### Document excerpt
----

St. Louis area students return to school today, first time since the grand jury decision in the shooting death of Michael Brown. The people going back include those at Maplewood Richmond Heights High. After the killing in Ferguson, this school launched a student group on race relations. Renee Montagne spoke with the principal Kevin Grawer and senior Jazmen Bell.

RENEE MONTAGNE, BYLINE: This coming week would seem to be perhaps a tough one for teachers and principals in the entire St. Louis area. And, Kevin Grawer, what are your plans for how your teachers are going to be talking about Ferguson?

KEVIN GRAWER: Well, you mentioned it's a tough one. I think we have to change that mindset to look at it as an opportunity. And what we're planning to do is what we always do, is open the doors of communication and try to stay ahead of the topic, the issues, which are very complex and deep and sometimes messy. And so that's why we've kind of created groups like SGORR - Student Group on Race Relations - and to kind of base it on the concept of, you know, when was the last time you allowed somebody to change the way you think about something?

MONTAGNE: And, Jazmen Bell, as a student, what is your experience with how Ferguson, and all the events there, has affected kids this year? I mean, is it being talked about at the lockers and at lunch? Is it causing any tension?

JAZMEN BELL: I think it's caused people to think a lot deeper about the things that they say and do to other people, you know? And something I've talked about before is where I've been sitting at a table with my friends - and I sit with all black girls - and we relate to each other and I think that's why we sit together.

But there was one girl who I knew was new and she was walking around looking for a place to sit with her lunch tray, and I thought about inviting her to our table, but she was white, you know? And, I mean, I wanted to invite her to our table because that's normal, you know, when you see somebody searching for a seat, but what I thought about first was really, like, would she be comfortable sitting here with all black girls, you know? And I just didn't think that that's something she would be comfortable with so I didn't invite her. And it's a shame I had to think that way, but, I mean, it's really made me realize how big these feelings can be even though they are so small and unseen.

MONTAGNE: Is that typical that at your high school there is a division racially?

----

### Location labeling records
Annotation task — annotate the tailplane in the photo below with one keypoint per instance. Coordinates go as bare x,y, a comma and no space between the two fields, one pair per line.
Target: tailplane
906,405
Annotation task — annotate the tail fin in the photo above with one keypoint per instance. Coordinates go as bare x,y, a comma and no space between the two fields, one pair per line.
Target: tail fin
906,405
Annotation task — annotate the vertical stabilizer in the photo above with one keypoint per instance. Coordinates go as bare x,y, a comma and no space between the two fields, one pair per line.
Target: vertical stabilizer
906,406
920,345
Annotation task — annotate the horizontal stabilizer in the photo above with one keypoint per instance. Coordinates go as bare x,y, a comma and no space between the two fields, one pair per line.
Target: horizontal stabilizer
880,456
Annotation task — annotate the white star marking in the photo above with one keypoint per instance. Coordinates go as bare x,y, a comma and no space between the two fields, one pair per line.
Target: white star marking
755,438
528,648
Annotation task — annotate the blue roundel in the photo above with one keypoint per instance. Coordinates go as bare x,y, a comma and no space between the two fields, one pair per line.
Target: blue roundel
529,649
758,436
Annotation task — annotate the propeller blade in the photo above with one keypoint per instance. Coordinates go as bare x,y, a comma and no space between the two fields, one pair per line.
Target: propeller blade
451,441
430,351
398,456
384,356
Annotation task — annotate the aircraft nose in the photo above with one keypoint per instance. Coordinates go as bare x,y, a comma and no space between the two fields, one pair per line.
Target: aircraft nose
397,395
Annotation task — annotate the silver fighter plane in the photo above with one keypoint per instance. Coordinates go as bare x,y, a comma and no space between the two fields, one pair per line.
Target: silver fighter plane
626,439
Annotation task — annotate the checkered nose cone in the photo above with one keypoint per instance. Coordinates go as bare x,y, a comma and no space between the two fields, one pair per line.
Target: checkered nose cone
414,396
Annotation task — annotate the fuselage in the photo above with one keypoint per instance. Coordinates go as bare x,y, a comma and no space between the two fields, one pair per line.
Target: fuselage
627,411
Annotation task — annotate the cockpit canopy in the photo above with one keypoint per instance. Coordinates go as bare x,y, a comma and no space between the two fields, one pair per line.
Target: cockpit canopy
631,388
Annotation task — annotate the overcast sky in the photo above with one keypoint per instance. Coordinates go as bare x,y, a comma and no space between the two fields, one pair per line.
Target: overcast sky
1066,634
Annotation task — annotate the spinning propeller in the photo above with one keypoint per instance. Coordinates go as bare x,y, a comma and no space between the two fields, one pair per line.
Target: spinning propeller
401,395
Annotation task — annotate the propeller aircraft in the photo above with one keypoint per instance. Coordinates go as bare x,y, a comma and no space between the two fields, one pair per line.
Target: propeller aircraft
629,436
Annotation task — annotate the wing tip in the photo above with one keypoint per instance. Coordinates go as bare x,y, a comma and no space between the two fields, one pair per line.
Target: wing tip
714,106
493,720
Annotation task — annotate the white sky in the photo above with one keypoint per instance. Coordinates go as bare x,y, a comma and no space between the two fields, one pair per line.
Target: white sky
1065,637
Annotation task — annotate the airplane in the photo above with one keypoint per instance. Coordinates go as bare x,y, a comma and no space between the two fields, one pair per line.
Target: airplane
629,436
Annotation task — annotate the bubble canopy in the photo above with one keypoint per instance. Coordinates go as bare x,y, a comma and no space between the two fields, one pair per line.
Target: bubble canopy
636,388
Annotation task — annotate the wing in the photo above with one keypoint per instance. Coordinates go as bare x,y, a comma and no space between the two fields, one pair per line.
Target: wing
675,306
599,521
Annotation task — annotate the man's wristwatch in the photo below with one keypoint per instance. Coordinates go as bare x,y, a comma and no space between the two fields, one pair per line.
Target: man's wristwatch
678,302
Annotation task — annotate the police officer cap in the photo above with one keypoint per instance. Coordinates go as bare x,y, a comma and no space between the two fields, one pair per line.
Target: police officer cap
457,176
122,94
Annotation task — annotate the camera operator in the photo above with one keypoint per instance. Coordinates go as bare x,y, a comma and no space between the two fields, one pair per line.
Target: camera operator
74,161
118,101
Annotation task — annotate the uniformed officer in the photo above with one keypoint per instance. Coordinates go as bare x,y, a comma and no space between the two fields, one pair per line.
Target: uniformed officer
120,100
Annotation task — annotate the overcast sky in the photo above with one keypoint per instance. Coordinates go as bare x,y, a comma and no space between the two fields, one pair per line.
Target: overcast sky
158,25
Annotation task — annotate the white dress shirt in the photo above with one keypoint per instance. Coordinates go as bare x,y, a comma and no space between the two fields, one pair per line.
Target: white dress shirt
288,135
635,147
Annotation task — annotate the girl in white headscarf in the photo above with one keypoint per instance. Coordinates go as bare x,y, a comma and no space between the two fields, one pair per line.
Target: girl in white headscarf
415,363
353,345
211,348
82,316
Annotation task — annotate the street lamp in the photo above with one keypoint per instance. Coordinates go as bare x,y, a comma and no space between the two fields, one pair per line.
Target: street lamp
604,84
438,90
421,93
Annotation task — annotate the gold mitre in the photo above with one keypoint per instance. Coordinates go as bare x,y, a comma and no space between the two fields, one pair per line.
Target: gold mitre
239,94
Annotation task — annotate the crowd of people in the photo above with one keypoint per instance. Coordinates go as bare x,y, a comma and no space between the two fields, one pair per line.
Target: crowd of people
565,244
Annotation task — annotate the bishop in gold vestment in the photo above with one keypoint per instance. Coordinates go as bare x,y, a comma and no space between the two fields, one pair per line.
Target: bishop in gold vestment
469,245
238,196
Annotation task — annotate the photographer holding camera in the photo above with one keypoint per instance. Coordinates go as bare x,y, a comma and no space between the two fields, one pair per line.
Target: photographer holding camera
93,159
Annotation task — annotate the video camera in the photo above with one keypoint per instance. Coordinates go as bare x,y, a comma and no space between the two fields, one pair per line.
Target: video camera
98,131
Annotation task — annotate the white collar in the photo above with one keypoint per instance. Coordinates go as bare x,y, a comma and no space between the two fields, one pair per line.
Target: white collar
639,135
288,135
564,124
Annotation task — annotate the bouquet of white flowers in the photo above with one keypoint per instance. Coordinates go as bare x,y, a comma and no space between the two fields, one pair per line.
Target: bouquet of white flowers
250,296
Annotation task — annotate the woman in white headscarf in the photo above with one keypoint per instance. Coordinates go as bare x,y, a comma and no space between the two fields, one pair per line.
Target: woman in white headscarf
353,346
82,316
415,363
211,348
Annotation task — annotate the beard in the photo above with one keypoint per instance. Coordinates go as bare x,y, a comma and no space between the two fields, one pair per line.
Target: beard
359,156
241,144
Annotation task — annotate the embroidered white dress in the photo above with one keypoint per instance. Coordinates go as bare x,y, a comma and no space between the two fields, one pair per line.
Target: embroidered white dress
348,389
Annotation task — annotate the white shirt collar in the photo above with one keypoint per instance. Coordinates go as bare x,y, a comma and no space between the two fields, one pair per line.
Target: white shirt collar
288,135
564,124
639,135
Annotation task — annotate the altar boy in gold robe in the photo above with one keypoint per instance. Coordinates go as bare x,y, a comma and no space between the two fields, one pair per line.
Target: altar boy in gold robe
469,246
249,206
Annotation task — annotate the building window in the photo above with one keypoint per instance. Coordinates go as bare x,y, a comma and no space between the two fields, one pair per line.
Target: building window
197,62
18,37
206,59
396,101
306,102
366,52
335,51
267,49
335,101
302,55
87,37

----

Reproduce word for word the passage of the Ferguson interview that opens with the words "St. Louis area students" and closes with "senior Jazmen Bell.".

St. Louis area students return to school today, first time since the grand jury decision in the shooting death of Michael Brown. The people going back include those at Maplewood Richmond Heights High. After the killing in Ferguson, this school launched a student group on race relations. Renee Montagne spoke with the principal Kevin Grawer and senior Jazmen Bell.